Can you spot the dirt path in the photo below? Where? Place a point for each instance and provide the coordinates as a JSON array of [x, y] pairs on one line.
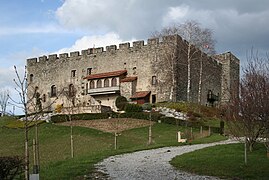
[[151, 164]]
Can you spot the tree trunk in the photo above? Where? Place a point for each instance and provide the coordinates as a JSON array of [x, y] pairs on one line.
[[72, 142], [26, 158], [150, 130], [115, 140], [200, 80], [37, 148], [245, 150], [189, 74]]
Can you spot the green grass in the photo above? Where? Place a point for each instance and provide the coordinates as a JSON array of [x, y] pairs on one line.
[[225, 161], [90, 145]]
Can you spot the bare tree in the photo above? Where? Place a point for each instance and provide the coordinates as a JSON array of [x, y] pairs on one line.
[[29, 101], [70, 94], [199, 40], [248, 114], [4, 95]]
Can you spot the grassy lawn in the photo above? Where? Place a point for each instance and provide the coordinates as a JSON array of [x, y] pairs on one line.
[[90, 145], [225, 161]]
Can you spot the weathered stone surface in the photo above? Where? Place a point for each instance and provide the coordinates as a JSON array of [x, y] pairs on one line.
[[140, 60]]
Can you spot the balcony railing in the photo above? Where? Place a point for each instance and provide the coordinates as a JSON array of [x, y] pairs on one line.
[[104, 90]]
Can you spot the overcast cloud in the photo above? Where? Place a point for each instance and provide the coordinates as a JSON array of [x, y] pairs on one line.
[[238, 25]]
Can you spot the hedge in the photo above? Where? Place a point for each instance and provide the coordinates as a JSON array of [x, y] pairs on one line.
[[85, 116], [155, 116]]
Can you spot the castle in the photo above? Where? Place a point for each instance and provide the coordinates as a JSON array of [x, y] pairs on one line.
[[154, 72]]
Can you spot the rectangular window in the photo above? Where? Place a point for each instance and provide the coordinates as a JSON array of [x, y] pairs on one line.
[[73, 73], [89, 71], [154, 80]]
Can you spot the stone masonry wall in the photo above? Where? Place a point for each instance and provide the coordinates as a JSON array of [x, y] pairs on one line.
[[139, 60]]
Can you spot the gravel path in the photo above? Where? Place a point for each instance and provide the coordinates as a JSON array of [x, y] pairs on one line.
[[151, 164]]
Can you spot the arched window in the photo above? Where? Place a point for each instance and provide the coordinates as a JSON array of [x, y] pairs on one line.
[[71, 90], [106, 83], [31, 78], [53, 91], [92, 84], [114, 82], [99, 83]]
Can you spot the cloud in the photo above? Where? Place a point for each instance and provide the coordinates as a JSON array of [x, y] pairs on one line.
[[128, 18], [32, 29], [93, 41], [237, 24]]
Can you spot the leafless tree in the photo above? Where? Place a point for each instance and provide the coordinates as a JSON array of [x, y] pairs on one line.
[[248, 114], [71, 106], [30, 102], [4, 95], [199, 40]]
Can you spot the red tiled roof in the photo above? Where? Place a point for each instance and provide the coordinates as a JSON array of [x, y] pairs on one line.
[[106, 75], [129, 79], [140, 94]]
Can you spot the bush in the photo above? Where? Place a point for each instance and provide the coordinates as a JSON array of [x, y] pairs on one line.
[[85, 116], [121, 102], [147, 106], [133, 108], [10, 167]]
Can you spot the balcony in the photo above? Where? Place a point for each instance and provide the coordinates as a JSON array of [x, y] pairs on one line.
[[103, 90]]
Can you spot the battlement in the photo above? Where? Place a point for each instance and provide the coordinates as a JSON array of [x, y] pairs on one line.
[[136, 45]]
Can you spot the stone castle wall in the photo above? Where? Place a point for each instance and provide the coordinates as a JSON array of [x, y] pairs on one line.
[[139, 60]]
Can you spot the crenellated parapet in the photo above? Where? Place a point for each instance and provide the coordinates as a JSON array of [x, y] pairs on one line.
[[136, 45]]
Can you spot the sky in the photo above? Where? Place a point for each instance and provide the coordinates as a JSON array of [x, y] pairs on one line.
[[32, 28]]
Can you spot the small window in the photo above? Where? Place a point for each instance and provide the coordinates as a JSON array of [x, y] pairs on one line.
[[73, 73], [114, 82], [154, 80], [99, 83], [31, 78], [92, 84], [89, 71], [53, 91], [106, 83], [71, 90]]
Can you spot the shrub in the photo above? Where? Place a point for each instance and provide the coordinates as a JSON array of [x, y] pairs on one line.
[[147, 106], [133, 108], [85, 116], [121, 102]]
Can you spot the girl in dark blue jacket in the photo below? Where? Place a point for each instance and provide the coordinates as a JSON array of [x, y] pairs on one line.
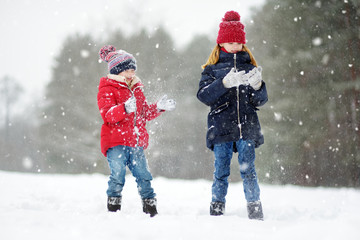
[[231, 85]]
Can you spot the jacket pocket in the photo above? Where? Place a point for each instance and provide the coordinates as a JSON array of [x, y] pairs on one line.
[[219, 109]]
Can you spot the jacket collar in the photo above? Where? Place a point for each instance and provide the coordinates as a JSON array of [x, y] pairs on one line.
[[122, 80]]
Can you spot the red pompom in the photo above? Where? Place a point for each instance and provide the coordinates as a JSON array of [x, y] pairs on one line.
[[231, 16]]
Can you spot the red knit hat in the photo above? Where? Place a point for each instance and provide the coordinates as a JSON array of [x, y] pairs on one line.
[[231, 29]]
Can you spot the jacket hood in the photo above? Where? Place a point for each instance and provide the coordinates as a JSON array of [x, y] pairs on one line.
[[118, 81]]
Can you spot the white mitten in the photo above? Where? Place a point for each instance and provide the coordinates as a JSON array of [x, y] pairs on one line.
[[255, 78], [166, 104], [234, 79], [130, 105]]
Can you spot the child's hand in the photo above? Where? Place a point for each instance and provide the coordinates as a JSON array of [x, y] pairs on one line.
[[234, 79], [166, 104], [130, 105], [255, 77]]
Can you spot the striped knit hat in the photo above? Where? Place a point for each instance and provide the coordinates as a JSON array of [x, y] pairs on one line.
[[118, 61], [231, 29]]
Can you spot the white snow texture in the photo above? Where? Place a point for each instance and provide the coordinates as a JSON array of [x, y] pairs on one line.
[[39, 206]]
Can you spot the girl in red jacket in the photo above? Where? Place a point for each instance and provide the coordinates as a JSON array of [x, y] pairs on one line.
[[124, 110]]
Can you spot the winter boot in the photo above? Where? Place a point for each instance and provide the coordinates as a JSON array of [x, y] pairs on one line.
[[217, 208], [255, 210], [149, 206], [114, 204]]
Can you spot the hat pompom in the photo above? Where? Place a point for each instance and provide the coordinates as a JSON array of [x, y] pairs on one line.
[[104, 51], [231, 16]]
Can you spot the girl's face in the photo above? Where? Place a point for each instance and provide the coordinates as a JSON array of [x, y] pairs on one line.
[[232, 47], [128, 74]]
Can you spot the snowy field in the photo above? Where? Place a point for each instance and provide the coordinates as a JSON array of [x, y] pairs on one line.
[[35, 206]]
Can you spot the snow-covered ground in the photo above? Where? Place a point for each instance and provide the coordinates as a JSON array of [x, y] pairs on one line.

----

Please retype the listing above word for word, skipping each picture.

Can you spot the dirt path in the photo below? Where? Place a point for each instance and provide the coordinates as a JSON array of [x, y] pairs on one line.
[[151, 164]]
Can you spot the tree trunk in the photo above? Where? Place a point for each instance and provide the coordinates as a JSON array of [x, y] pairs on one line.
[[72, 142], [26, 158], [150, 130], [115, 140], [200, 80], [37, 148], [245, 150], [189, 74]]
Can you spot the green grass in the photo above? Where? Place a point for each instance and provide the coordinates as a JSON array of [x, y] pairs on one line.
[[225, 161], [90, 145]]
Can you spot the bare tree in the photo above? Where? Place a point for each instance and provide the coordinates as a JSON array of [x, y] pairs on one line.
[[29, 101], [70, 94], [199, 40], [248, 114], [4, 95]]
Can you spot the grassy lawn in the photo above? Where? Place a point for each instance and provide the coordinates as a JSON array of [x, y] pairs on one line.
[[90, 145], [225, 161]]
Can you spot the weathered stone surface in the photo above? Where? Place a point for each instance and provide the coordinates as a JSON array of [x, y] pairs on one line.
[[140, 60]]
Can you spot the balcony railing in the photo above? Where? Place a point for each instance and provide the coordinates as a JSON array of [x, y] pairs on one line.
[[104, 90]]
Can you spot the overcast cloud in the photo above? Where? Place a point for each instance and provide the coordinates as a JSON array of [x, y] pairs on one line.
[[238, 25]]
Can you spot the hedge in the photo above? Where? Place a point for each instance and provide the coordinates as a JSON array of [x, y] pairs on one line.
[[85, 116], [155, 116]]
Can you spot the castle in the photo above? Where? Place a point for each instance and provide the coordinates as a JSON array of [x, y] pairs on one line.
[[154, 72]]
Can you spot the rectangular window in the photo above? Where? Place a point for each instance and provide the coordinates as a JSON array of [x, y] pairs on one line.
[[73, 73], [89, 71], [154, 80]]
Can you spot the stone masonry wall in the photo above? Where? Place a point for each instance and provide the coordinates as a JSON array of [x, y] pairs on one line.
[[139, 60]]
Can you spot the gravel path in the photo above? Where? Place a point for each instance and provide the coordinates as a JSON array of [x, y] pairs on one line.
[[151, 164]]
Can you spot the arched window in the photo above? Where? Place a point for each instance and provide the coordinates as a JSON array of [x, y] pairs on one line.
[[71, 90], [106, 83], [31, 78], [53, 91], [92, 84], [114, 82], [99, 83]]
Can you spot the cloud in the photo above? Where? Place a point for each instance and provide the coordinates as a JSON array of [x, y] pairs on one line.
[[128, 18], [32, 29], [93, 41], [237, 24]]
Can you spot the leafless tree in the photo above? Where? Place a point for each instance and provide the coordinates as a JSON array of [x, y] pairs on one line.
[[248, 114], [71, 106], [30, 102], [4, 95], [199, 40]]
Can you spot the red tiled roof in the photo above? Where? Place a point for each instance and provide the coordinates as a JSON array of [x, y] pairs on one line.
[[106, 75], [129, 79], [140, 94]]
Can you spot the bush in the photo above? Where? Place a point for each instance and provide the coordinates as a JSON array of [x, y] pairs on one line.
[[85, 116], [121, 102], [147, 106], [133, 108], [10, 167]]
Can you spot the balcony in the photo above? Where? Place a point for each instance and provide the coordinates as a JSON array of [x, y] pairs on one line.
[[103, 90]]
Can you spot the battlement in the photo above? Where? Place a point for each instance and provide the coordinates as a JSON array of [x, y] pairs on one line.
[[136, 45]]
Can you spot the stone castle wall in the photo above? Where? Place a point for each instance and provide the coordinates as a JSON array of [x, y] pairs on one line.
[[139, 60]]
Can you spot the crenellated parapet in the photo above? Where? Place a point for each instance and provide the coordinates as a JSON array of [x, y] pairs on one line.
[[136, 45]]
Can you spot the sky in the photo above? Where? Place a point for each instance and provide the coordinates as a JSON array of [x, y] pairs on one line.
[[32, 28]]
Can you spot the small window in the photo above? Where? Place a point for each instance and provide the coordinates as a JSON array of [x, y] pairs on one line.
[[73, 73], [114, 82], [154, 80], [99, 83], [31, 78], [92, 84], [89, 71], [53, 91], [106, 83], [71, 90]]
Can you spot the shrub in the photo above? Where? Place a point for each instance and provide the coordinates as a JSON array of [x, y] pairs on one line.
[[147, 106], [133, 108], [85, 116], [121, 102]]
Can you spot the girl in dark blue jacket in the photo below? Where? Place a point for each instance and provide the coordinates as a JSON array of [x, y] pairs on one line.
[[231, 85]]
Can you spot the jacket pocket in the photo above? Where? Place a point for each instance and provide the coordinates as a JSON array of [x, y] pairs on one line.
[[219, 109]]
Can you spot the jacket collar in the photo above? Where? Place a point for each instance and provide the coordinates as a JSON array of [x, y] pairs on one line.
[[122, 80]]
Can you spot the red pompom in the photo above? Where? Place a point for each instance and provide the coordinates as a JSON array of [x, y] pairs on one line.
[[231, 16]]
Can you spot the red knit hat in the photo above? Where? Place a point for each instance and provide the coordinates as a JSON array of [x, y] pairs on one line.
[[231, 29]]
Can you spot the jacket hood in the photo above? Where? Place a point for each instance and provide the coordinates as a JSON array of [x, y] pairs on one line.
[[118, 81]]
Can you spot the white mitten in the photo above? Where? Place a point for each instance and provide the coordinates as a JSON array of [x, y] pairs on one line.
[[255, 78], [166, 104], [234, 79], [130, 105]]
Can you spot the child's hand in the photo above? Where? Place a point for each instance and provide the coordinates as a JSON array of [x, y] pairs on one line.
[[234, 79], [166, 104], [130, 105], [255, 77]]
Can you spot the striped knit hat in the photo above? Where? Place a point for each instance and provide the coordinates as a JSON array of [x, y] pairs on one line.
[[118, 61], [231, 29]]
Can you spot the white snow texture in the photo above? Where? Place a point for each instance and provide the coordinates as a JSON array of [x, y] pairs on one line.
[[39, 206]]
Can you spot the girl in red jacket in the photo above? Where? Place a point for each instance and provide the coordinates as a JSON array of [x, y] pairs on one line.
[[124, 110]]
Can you spot the winter boot in the photo above? Where? Place a point for each instance and provide the coordinates as a JSON array of [x, y] pairs on one line.
[[217, 208], [255, 210], [149, 206], [114, 204]]
Can you spot the hat pompom in the photo above? Where? Place a point for each instance and provide the coordinates as a JSON array of [x, y] pairs on one line.
[[104, 51], [231, 16]]
Can you spot the girl's face in the photo above? Where? Place a point for each instance and provide the coordinates as a JSON array of [x, y] pairs on one line.
[[232, 47], [128, 74]]
Can you spot the snowy field in the photo above? Where? Place a point for each instance and provide the coordinates as a JSON array of [x, y] pairs on one line.
[[35, 206]]
Can you spot the snow-covered ground in the photo above? Where? Place a point for each instance and provide the coordinates as a JSON array of [x, y] pairs on one line.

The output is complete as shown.